Одной из радостей, кои предвкушала Екатерина при взятии Руана, не суждено было сбыться. Габриэль Монтгомери с горсткой людей сбежал на корабле до того, как город пал. В порыве мщения четыре тысячи мятежников были зарублены солдатами короля, хотя Гиз пытался остановить бойню и сохранить жизнь знатным пленникам ради выкупа. Однако теперь королеву-мать занимали более насущные проблемы. Несмотря на то что сейчас ее партия владела ситуацией, основная угроза еще не была устранена: Конде со своим войском покинул Орлеан и направился к Парижу. Гиз, планировавший захватить Гавр, оставил эту затею и выдвинул армию в направлении столицы, дабы не пустить туда гугенотов. Гиз выиграл состязание, и Конде повернул навстречу английским войскам в Нормандию, планируя соединиться с ними, пока не начнутся главные события. Армия Монморанси отрезала ему путь на север, выиграв битву при Дре 19 декабря 1562 года.
Начало этого сражения, первого из серьезных столкновений в той войне, описал Франсуа де ла Ну, гугенот и воин: «Каждый из нас думал про себя, что идущие сейчас против него люди — его родственники, друзья, товарищи, и через мгновение нам предстоит убивать друг друга. Эта мысль наполняла нас ужасом, но мы хранили мужество». Яростная атака кавалерии во главе с Колиньи едва не принесла им победу, но у Гиза было больше людей, он сумел сохранить часть войск в резерве и в результате выиграл. Сент-Андре, один из членов Триумвирата и закадычный друг Генриха II, был убит, а Монморанси снова попал в плен, как, впрочем, и Конде. Теперь Гизу приходилось нести ответственность за всю королевскую армию, ибо он единственный из триумвираторов остался «на коне». Колиньи тем временем принял на себя командование силами гугенотов. Екатерина рассматривала победу при Дре как шанс начать мирные переговоры, но общественное мнение было настроено против нее, и Гиз отправился осаждать Орлеан.

Задание:
Продолжите, пожалуйста, отрывок о битве при Дре, начав сразу после его последнего предложения.

Исходные материалы:
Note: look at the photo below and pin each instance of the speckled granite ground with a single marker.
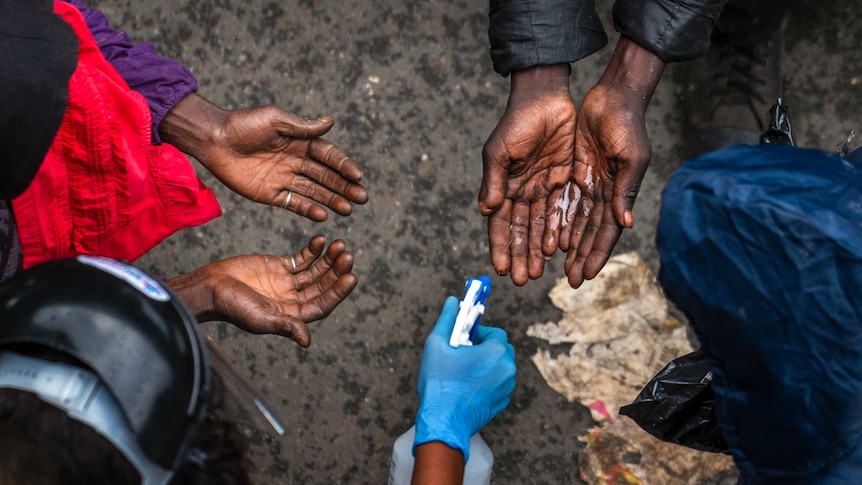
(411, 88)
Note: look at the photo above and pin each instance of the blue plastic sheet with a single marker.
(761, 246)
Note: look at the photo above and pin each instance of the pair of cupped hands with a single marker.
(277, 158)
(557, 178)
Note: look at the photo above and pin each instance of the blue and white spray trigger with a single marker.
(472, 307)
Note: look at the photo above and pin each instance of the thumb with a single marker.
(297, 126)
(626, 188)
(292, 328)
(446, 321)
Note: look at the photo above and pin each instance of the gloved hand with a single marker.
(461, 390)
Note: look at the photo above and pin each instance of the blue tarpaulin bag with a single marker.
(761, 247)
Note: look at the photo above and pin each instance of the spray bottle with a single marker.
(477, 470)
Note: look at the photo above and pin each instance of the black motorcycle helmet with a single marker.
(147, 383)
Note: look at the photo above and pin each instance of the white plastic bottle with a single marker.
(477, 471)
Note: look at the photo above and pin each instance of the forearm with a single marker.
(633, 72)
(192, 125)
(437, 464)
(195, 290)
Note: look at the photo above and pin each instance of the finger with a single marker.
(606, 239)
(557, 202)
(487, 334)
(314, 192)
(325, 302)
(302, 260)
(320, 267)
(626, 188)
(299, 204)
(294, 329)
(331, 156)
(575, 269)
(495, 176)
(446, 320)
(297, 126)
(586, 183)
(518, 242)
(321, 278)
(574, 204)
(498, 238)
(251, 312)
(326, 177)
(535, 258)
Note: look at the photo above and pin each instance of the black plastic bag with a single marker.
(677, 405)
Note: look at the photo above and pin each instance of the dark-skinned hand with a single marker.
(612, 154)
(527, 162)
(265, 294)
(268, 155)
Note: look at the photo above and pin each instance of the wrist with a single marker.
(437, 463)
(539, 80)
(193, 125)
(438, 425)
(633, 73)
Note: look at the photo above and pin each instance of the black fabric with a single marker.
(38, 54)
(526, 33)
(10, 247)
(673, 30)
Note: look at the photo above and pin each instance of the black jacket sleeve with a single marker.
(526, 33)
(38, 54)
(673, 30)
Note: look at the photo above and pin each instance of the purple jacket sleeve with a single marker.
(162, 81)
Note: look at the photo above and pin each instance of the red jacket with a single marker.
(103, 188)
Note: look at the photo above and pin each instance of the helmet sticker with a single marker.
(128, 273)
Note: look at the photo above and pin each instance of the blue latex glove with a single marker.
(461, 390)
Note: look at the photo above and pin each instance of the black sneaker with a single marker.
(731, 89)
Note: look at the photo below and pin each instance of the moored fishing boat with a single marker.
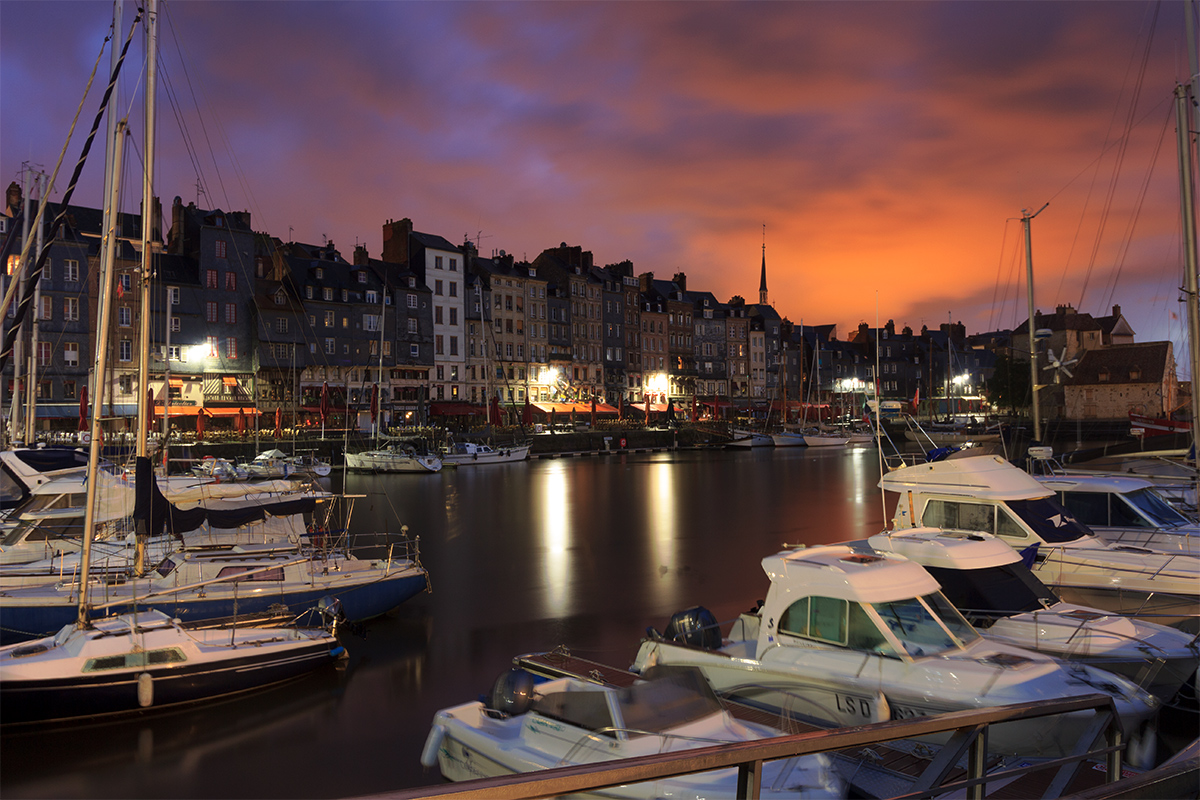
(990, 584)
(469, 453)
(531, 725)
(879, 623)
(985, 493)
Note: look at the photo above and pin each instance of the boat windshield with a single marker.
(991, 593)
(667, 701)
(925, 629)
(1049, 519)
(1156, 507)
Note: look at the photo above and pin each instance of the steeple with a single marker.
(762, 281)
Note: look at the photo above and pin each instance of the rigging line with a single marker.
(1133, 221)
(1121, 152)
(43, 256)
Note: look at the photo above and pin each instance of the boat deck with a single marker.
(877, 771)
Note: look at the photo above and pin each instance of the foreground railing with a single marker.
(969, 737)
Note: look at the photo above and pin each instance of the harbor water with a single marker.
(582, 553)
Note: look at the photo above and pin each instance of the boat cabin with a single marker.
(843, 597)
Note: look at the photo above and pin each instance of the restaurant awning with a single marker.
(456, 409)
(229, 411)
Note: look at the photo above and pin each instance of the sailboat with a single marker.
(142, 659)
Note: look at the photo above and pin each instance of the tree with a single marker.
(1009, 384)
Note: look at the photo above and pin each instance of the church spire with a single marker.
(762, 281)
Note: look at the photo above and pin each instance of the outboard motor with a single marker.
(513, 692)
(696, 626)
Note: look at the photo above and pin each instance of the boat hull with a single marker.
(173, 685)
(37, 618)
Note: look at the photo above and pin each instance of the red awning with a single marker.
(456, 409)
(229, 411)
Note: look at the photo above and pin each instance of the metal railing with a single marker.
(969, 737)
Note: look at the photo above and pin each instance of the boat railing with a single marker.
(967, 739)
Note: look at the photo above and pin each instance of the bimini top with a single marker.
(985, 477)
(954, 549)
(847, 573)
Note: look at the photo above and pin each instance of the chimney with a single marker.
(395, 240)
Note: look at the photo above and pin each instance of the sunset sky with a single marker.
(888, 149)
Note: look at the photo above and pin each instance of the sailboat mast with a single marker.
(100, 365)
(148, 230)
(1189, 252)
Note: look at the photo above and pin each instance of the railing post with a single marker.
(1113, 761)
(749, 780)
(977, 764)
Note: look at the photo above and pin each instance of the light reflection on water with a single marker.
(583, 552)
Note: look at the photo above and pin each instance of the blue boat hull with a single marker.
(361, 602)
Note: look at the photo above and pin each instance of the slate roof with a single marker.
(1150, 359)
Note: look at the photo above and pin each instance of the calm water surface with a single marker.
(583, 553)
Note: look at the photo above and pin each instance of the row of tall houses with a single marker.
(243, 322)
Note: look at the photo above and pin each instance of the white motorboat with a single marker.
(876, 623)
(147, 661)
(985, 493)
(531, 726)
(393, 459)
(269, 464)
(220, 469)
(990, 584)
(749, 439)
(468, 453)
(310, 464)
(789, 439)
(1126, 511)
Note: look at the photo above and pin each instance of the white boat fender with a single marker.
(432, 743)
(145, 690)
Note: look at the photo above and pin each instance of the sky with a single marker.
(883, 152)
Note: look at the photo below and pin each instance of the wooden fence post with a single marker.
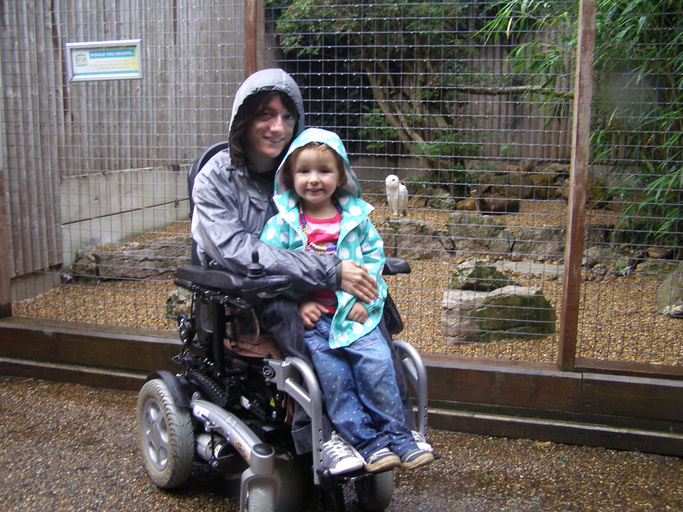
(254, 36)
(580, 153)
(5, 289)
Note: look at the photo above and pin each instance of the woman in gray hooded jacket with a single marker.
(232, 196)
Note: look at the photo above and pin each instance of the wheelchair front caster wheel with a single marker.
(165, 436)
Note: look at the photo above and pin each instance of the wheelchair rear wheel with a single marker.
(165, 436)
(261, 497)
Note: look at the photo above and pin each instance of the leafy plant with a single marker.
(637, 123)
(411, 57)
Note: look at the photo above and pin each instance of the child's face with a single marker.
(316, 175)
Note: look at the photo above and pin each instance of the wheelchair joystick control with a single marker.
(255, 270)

Ответ:
Вечером 18 февраля 1563 года герцог де Гиз, проверив, как ведется осада, дал распоряжения насчет диспозиции войск под Орлеаном и отправился в свой лагерь, когда уже стемнело. Впереди него шли, по обычаю, двое: молодой человек по имени Польтро де Мере и один из пажей герцога. Польтро был юношей двадцати одного года от роду, «низеньким, с желтой кожей». Позже выяснилось, что Ла Реноди, зачинщик Амбуазского восстания, состоял с ним в дальнем родстве. Де Мере, изначально — шпион гугенотов, был превращен Гизом в контр-шпиона. Теперь же, как говорили, он получил от своего прежнего господина, адмирала де Колиньи, приказ убить Франсуа де Гиза. В тот вечер он заметил, что герцог не надел свою обычную кольчугу. Пройдя пост караульного, будущий убийца сделал несколько шагов в сторону, спрятался за кустами и выждал, пока герцог проедет мимо него на лошади. Гиз не мог видеть нападавшего, когда тот выскочил из зарослей и выстрелил из аркебузы ему в спину. Герцог, раненый, упал наземь. Как только начались поиски виновного, Польтро де Мере умчался из лагеря на быстром скакуне.